However, new individuals had filled their places and CASP had a total of 50 individuals on their mailing list, of whom 20 were paid-up and active members. The recent annual members' meeting had elected a new nine-member Committee and the appointees were busy considering strategies for the future.
The amount of work, both programme and administrative, was large for a small group of volunteers to deal with in the evenings and weekends. Experience had shown that excessive demands could lead to frustration and tension among members. The CASP Committee knew that they needed to increase the number of active members, but previous drives to do so had not had the expected results.
In addition, few of the newly-recruited volunteers had contributed to the extent anticipated. Some had been unable to give much time to the work of CASP; others simply drifted away from the group. It was sometimes difficult to integrate new members into the organisation, especially since most had little or no previous experience of HIV/AIDS education or counselling. By August 1992, CASP members were wondering whether enough effort had been made in the past to make these new volunteers feel useful from the very beginning and were considering what strategies they might use in the future to attract and retain new members.

- WORK ORDER
Carry on the passage about CASP's volunteer members, starting right after its last sentence. The entries placed after this note are not needed for the exercise.

- SOURCE MATERIAL
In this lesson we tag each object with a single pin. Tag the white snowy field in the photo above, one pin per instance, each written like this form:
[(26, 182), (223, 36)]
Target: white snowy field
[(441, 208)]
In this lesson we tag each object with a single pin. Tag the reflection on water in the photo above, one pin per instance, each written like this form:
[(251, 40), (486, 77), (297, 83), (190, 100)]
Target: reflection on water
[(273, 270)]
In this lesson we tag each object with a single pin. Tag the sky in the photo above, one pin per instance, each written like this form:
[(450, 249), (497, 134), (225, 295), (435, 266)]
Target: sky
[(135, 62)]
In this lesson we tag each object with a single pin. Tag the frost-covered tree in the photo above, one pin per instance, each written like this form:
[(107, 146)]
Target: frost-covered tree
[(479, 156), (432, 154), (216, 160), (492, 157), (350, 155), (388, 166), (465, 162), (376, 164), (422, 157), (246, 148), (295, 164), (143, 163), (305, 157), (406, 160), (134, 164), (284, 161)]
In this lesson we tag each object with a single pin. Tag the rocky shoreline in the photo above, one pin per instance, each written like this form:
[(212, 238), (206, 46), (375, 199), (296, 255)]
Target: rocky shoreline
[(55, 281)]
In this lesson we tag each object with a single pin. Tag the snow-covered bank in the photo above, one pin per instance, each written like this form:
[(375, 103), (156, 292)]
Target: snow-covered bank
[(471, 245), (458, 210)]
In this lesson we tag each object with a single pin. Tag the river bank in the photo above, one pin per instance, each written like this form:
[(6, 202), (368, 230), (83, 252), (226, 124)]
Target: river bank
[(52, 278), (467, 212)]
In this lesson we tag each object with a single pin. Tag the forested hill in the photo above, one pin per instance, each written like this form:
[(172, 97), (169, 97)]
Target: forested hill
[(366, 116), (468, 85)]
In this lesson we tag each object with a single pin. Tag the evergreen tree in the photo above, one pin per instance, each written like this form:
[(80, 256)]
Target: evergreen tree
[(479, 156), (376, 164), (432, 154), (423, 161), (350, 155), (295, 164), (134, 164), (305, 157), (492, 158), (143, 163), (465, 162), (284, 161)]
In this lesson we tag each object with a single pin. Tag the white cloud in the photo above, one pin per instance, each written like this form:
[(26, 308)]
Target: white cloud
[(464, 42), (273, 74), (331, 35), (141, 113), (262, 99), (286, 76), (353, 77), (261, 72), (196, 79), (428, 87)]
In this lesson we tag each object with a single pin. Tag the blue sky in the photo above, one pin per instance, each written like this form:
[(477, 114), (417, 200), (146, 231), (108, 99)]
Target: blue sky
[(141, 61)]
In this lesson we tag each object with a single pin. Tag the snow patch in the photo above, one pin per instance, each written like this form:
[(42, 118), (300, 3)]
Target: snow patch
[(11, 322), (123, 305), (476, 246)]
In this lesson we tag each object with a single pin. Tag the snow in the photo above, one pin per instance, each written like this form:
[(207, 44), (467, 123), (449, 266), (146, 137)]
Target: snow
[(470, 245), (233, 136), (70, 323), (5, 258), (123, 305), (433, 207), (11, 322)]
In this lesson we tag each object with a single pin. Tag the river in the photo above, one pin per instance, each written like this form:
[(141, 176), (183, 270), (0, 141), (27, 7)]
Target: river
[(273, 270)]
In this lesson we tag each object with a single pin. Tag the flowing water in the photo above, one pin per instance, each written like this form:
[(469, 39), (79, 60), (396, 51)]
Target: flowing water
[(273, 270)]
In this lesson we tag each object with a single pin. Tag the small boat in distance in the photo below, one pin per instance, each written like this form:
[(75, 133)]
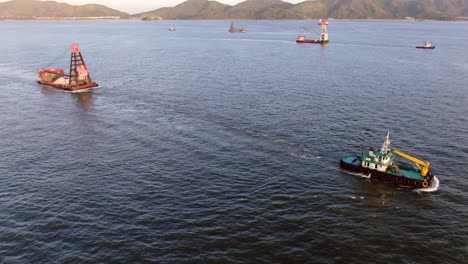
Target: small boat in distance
[(323, 35), (320, 22), (380, 165), (427, 45), (78, 79), (232, 29)]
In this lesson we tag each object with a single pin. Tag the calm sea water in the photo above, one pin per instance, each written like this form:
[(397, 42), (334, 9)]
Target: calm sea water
[(209, 147)]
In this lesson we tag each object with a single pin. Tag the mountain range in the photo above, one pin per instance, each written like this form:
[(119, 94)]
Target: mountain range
[(30, 9), (252, 9)]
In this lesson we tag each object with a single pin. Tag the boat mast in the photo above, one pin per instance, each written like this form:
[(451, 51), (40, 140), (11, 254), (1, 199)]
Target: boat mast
[(76, 65), (386, 145)]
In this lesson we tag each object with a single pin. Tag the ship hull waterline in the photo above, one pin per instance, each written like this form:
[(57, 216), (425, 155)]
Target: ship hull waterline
[(312, 41), (388, 177), (70, 88)]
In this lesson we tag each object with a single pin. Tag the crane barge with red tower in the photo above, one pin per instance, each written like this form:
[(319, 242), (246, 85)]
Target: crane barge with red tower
[(78, 78)]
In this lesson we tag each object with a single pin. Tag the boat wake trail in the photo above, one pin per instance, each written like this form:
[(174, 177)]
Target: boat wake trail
[(291, 148), (432, 188)]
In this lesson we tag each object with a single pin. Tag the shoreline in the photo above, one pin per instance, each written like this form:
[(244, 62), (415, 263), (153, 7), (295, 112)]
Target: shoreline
[(107, 18)]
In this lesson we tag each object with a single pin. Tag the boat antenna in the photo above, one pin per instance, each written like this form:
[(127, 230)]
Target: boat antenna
[(386, 145)]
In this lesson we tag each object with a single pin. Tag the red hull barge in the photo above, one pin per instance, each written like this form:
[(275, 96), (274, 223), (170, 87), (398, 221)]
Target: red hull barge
[(78, 78)]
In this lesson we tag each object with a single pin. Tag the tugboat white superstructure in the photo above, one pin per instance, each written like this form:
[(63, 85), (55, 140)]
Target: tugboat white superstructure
[(323, 35), (380, 165)]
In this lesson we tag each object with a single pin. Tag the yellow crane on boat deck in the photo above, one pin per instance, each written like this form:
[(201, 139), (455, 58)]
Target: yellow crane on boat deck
[(425, 165)]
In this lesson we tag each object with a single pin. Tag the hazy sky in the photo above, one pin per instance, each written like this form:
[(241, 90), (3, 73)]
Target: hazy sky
[(137, 6)]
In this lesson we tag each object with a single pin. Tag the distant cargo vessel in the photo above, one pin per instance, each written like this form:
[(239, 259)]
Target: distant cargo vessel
[(232, 29), (380, 165), (78, 78), (323, 35), (427, 45)]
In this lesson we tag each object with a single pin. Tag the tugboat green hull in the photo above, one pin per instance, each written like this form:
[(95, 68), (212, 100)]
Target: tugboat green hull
[(405, 176)]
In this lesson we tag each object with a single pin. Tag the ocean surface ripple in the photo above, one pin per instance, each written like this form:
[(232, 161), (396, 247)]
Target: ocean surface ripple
[(209, 147)]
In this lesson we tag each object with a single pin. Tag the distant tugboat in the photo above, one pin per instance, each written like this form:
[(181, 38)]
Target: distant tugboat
[(232, 29), (323, 35), (427, 45), (380, 165), (320, 22), (78, 79)]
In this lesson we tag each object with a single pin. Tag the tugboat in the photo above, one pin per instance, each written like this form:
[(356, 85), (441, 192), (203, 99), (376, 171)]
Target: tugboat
[(380, 165), (323, 35), (427, 45), (78, 80), (232, 29)]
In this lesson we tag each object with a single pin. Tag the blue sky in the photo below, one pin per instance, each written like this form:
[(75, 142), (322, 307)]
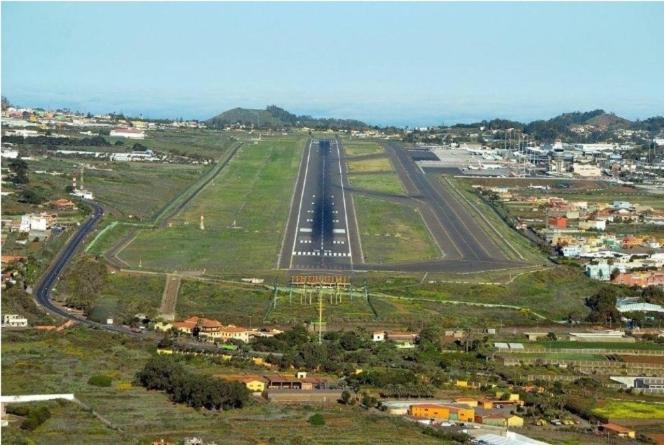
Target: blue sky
[(385, 63)]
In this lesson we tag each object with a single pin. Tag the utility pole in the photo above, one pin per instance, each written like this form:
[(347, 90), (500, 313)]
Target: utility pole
[(320, 316)]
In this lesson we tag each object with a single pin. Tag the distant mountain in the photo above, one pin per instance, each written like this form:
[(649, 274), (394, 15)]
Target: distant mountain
[(594, 125), (275, 117)]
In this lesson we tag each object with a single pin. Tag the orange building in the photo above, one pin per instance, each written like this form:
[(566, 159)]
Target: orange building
[(429, 411), (641, 279), (442, 412), (558, 222)]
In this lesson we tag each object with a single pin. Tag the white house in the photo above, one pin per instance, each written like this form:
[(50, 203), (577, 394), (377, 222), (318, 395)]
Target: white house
[(32, 222), (622, 205), (14, 321), (130, 133), (586, 170), (378, 336)]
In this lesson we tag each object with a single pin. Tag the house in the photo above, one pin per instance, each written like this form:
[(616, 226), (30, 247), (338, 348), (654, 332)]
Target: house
[(618, 430), (63, 204), (304, 384), (499, 419), (429, 411), (404, 340), (14, 321), (622, 205), (162, 326), (186, 326), (600, 271), (253, 383), (593, 224), (641, 279), (33, 222), (129, 133), (212, 329), (232, 332), (442, 412), (468, 401), (558, 222)]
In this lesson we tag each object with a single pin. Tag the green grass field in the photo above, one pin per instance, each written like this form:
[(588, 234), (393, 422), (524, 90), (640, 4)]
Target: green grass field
[(392, 232), (564, 344), (620, 409), (228, 303), (507, 239), (245, 210), (206, 143), (372, 165), (377, 182), (296, 309), (533, 291), (356, 148), (35, 362)]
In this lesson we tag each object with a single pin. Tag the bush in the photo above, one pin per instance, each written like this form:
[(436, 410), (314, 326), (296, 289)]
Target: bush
[(36, 417), (100, 380), (317, 420)]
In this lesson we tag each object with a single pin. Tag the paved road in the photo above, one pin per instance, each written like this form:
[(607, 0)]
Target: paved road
[(318, 232), (43, 288), (465, 244)]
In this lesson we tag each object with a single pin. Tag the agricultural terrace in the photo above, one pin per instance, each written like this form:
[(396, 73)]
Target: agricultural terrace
[(577, 190), (245, 209), (208, 144), (616, 410), (392, 232)]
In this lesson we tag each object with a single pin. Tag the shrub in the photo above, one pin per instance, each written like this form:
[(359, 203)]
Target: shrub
[(100, 380), (317, 420), (36, 417)]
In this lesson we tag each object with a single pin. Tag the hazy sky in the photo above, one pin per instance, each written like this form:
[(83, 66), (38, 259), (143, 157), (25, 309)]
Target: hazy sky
[(401, 64)]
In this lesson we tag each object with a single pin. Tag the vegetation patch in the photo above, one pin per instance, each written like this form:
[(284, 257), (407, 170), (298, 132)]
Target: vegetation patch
[(392, 232)]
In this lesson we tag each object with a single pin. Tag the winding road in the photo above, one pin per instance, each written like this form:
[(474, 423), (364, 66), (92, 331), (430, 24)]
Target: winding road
[(43, 288)]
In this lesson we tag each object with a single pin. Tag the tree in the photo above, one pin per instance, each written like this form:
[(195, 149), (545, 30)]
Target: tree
[(317, 420), (603, 306), (84, 281), (20, 169)]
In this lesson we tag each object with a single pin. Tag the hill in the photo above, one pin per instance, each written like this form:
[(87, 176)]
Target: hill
[(567, 125), (275, 117)]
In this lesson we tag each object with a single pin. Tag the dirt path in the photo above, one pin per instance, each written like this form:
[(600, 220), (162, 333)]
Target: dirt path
[(170, 297)]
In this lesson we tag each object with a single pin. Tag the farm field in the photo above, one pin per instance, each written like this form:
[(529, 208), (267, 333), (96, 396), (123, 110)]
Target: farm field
[(352, 149), (531, 290), (372, 165), (127, 189), (562, 344), (571, 356), (204, 143), (291, 311), (63, 362), (245, 210), (229, 303), (392, 232), (377, 182), (124, 295), (622, 409)]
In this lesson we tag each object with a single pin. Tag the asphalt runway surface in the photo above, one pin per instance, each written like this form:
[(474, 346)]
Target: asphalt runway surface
[(465, 245), (318, 233)]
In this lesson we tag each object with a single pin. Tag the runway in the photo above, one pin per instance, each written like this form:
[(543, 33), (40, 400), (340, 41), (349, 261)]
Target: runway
[(318, 231)]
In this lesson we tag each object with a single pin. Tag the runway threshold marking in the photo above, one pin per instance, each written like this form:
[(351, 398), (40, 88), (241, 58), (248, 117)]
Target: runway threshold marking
[(299, 210), (343, 197)]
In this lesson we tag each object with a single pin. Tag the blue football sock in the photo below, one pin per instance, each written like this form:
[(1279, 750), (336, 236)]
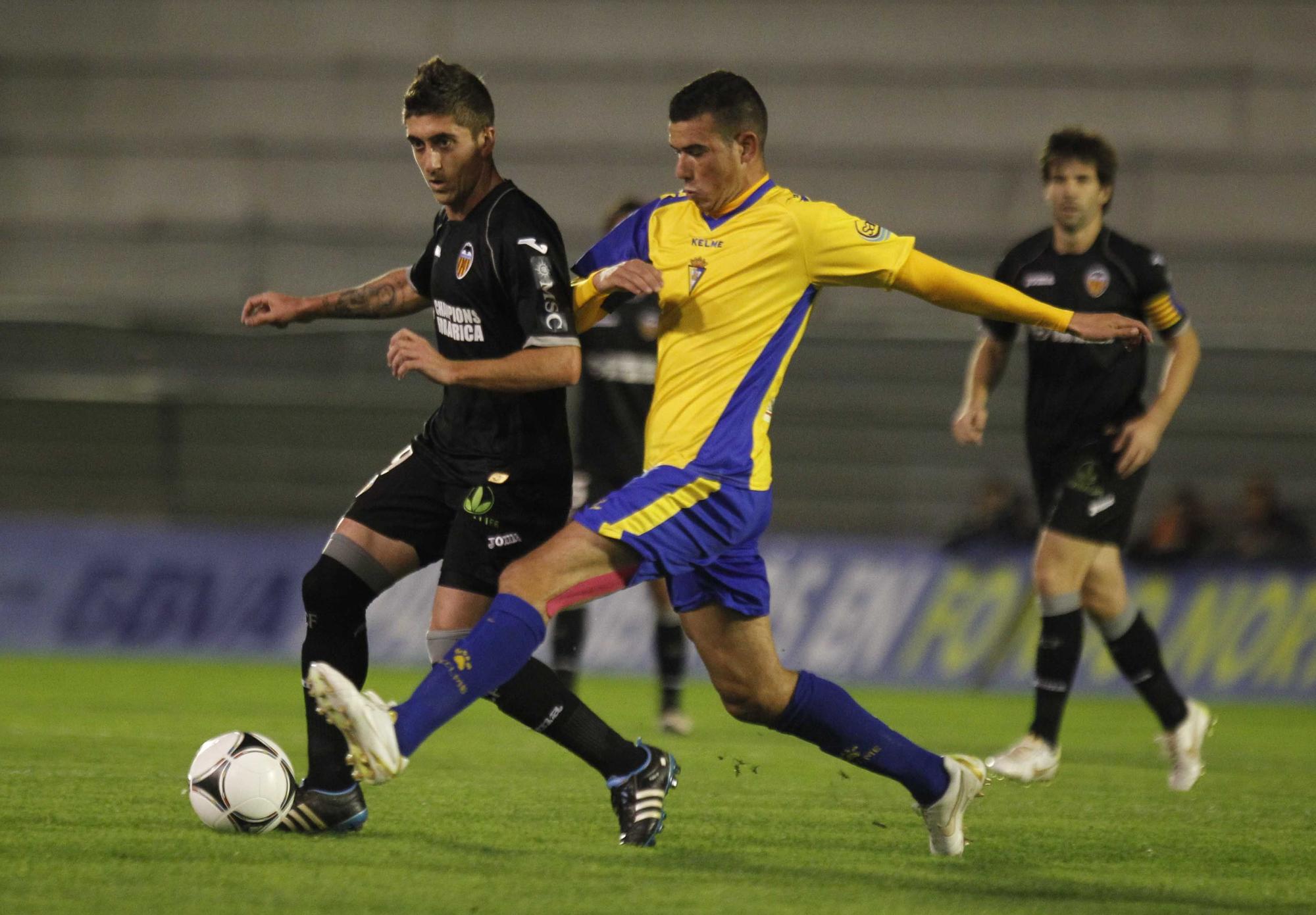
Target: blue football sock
[(827, 716), (497, 649)]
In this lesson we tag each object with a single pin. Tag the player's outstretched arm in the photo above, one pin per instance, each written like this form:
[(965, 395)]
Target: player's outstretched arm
[(986, 364), (638, 278), (389, 296), (532, 368), (960, 291)]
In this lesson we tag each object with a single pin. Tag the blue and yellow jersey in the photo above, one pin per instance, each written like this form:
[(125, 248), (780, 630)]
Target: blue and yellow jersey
[(736, 297)]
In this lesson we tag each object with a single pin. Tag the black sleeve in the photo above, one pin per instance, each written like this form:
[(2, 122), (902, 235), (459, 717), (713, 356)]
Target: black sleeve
[(1160, 308), (1003, 332), (424, 266), (1151, 272), (532, 267)]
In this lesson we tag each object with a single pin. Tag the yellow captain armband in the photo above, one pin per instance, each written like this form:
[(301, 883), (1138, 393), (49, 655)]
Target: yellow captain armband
[(960, 291)]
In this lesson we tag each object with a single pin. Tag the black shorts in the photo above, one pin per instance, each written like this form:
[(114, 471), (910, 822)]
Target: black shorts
[(1080, 493), (476, 530)]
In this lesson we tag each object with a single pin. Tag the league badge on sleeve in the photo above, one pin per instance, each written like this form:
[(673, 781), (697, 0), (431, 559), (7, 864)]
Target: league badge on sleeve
[(1098, 280), (872, 230), (465, 258)]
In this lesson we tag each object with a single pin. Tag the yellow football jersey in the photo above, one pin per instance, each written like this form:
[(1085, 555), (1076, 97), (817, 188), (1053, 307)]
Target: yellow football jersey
[(738, 293)]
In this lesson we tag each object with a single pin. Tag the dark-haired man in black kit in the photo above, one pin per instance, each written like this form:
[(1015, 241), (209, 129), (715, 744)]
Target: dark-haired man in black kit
[(620, 357), (1090, 438), (490, 475)]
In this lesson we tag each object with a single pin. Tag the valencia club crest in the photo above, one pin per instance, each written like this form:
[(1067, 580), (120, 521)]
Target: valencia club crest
[(1097, 280), (465, 258)]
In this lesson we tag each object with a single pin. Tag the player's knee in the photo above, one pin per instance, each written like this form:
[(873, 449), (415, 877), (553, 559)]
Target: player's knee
[(1052, 578), (748, 704), (1102, 604), (519, 579)]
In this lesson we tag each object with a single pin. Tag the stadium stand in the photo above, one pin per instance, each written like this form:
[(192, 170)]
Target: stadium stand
[(160, 161)]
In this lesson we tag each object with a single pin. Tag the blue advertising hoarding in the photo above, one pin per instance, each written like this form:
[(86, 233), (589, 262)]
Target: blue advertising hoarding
[(851, 609)]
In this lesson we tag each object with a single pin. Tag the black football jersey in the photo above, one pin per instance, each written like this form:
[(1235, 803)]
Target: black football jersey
[(498, 282), (1077, 389), (619, 359)]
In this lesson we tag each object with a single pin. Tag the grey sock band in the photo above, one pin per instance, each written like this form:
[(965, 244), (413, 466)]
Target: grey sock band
[(1056, 605), (440, 642), (1117, 626), (359, 562)]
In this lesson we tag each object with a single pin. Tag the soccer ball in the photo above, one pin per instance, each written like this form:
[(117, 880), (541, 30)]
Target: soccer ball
[(241, 783)]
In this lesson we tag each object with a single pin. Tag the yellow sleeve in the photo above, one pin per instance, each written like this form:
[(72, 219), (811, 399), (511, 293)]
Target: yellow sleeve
[(588, 303), (960, 291), (846, 250)]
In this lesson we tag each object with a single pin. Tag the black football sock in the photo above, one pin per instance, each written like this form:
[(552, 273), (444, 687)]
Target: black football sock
[(336, 600), (671, 647), (568, 643), (539, 700), (1138, 654), (1059, 651)]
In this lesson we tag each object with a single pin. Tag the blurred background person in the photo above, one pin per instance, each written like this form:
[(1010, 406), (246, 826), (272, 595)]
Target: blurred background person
[(620, 355), (1090, 438), (1267, 529), (1181, 529), (1001, 517)]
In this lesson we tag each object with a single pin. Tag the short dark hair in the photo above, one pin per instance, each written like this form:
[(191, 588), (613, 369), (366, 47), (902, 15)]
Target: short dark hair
[(452, 89), (731, 99), (1082, 146)]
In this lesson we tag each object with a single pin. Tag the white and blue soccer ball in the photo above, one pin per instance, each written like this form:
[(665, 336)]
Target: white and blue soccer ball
[(241, 783)]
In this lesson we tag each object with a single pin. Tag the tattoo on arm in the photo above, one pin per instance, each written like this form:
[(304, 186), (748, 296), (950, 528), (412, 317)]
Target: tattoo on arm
[(388, 296)]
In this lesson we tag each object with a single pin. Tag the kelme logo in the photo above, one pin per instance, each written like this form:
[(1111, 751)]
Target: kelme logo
[(480, 501)]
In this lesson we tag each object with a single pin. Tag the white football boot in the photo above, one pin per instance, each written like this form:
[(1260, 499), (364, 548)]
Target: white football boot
[(365, 720), (1031, 759), (946, 820), (1184, 747)]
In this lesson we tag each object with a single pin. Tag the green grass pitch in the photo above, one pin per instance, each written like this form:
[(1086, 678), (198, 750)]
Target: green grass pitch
[(492, 818)]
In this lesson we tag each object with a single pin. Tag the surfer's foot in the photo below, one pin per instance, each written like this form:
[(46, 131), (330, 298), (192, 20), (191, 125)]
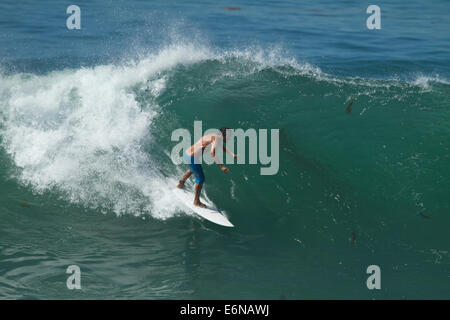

- ANSWER
Another issue being considered by the Committee was how to reconcile the different interests, needs and priorities of the members. CASP volunteers came from a wide variety of backgrounds and brought different skills and ideas to the group. There were differences in working style: some preferred to work as a loosely knit group, without a clearly defined hierarchy; others were accustomed to and felt more comfortable with a more formal working environment. Views on the approach that CASP should take also varied: some members felt that CASP should be a 'pathfinder', taking an independent and sometimes aggressive role in promoting effective HIV prevention; others felt that CASP should take a more cautious approach and work more closely with, or under the umbrella of, official agencies.
In July and August 1990, two CASP members had attended an AIDS conference in Australia during which it was suggested that CASP apply for financial support from the Australian International Development Aid Bureau (AIDAB). As a result, CASP submitted a proposal to AIDAB which resulted in a 12-month commitment of A$ 12,500 for the establishment of the Hotline, covering telephone equipment, office and telephone costs, counselling training, and the purchase of audio-visual equipment for AIDS education. Advance funding for the first quarter eventually arrived in August, 1991; subsequent quarterly funding was to be released following receipt of a progress report and financial statement from CASP.
In January 1992, CASP had felt it necessary to move its operations out of members' homes into a proper office and had managed to find a landlord willing to rent to them. But the rental and utility costs represented a significant monthly outlay. To add further financial pressure, by August 1992, the final quarters' funds from AIDAB had not yet been released since CASP's progress report and accounts for the previous three months were still outstanding.
During 1991, CASP had developed and submitted a second funding proposal to AIDAB, this time covering a three-year period. This proposal included continued funding for CASP's existing activities, together with several new initiatives. (See Exhibit 4.) By August 1992, although the first project funding period was officially over, no response had yet been received from AIDAB in relation to a second phase of funding. CASP's new Committee had much to think about.